» Description of the task
Repeat every one of the following entries word for word, keeping each line and its order unchanged.

» Records supplied
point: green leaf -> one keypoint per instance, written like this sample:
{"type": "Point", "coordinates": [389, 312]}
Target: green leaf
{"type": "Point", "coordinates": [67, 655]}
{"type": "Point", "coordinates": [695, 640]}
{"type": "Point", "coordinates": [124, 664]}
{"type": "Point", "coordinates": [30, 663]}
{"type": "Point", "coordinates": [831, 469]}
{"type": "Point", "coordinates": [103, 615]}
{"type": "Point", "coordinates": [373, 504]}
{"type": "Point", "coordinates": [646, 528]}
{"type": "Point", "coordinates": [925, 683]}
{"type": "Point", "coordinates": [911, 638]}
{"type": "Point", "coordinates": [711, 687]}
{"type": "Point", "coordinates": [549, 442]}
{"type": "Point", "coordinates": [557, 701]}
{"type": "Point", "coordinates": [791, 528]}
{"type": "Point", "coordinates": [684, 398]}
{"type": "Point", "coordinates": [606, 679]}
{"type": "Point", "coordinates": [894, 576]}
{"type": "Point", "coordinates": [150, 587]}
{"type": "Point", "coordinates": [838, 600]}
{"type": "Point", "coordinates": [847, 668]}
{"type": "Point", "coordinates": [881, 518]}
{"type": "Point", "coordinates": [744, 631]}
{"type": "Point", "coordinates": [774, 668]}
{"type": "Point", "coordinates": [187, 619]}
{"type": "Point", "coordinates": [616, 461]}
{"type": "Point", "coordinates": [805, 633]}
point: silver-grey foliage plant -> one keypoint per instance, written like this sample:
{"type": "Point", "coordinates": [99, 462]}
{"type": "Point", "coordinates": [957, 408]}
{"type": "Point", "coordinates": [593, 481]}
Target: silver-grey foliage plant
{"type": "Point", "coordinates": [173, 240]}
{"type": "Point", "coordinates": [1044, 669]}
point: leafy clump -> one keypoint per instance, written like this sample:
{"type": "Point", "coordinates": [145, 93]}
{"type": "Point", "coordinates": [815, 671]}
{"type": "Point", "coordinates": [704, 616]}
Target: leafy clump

» Exercise result
point: green leaf -> one keypoint per instance, written like this sample:
{"type": "Point", "coordinates": [389, 312]}
Target: green leaf
{"type": "Point", "coordinates": [67, 655]}
{"type": "Point", "coordinates": [695, 640]}
{"type": "Point", "coordinates": [124, 664]}
{"type": "Point", "coordinates": [30, 663]}
{"type": "Point", "coordinates": [831, 469]}
{"type": "Point", "coordinates": [103, 615]}
{"type": "Point", "coordinates": [373, 504]}
{"type": "Point", "coordinates": [646, 528]}
{"type": "Point", "coordinates": [925, 683]}
{"type": "Point", "coordinates": [911, 638]}
{"type": "Point", "coordinates": [711, 687]}
{"type": "Point", "coordinates": [549, 442]}
{"type": "Point", "coordinates": [557, 701]}
{"type": "Point", "coordinates": [791, 528]}
{"type": "Point", "coordinates": [684, 398]}
{"type": "Point", "coordinates": [606, 679]}
{"type": "Point", "coordinates": [894, 576]}
{"type": "Point", "coordinates": [150, 587]}
{"type": "Point", "coordinates": [838, 600]}
{"type": "Point", "coordinates": [847, 668]}
{"type": "Point", "coordinates": [881, 518]}
{"type": "Point", "coordinates": [744, 631]}
{"type": "Point", "coordinates": [774, 668]}
{"type": "Point", "coordinates": [187, 619]}
{"type": "Point", "coordinates": [616, 461]}
{"type": "Point", "coordinates": [805, 633]}
point: silver-grey foliage plant -> one keypoint per instance, written like this sample:
{"type": "Point", "coordinates": [99, 462]}
{"type": "Point", "coordinates": [957, 408]}
{"type": "Point", "coordinates": [593, 481]}
Target: silver-grey foliage plant
{"type": "Point", "coordinates": [173, 240]}
{"type": "Point", "coordinates": [1044, 669]}
point: leafy clump -> one keypoint per instance, written like this sample:
{"type": "Point", "coordinates": [145, 93]}
{"type": "Point", "coordinates": [815, 671]}
{"type": "Point", "coordinates": [704, 616]}
Target: leafy clump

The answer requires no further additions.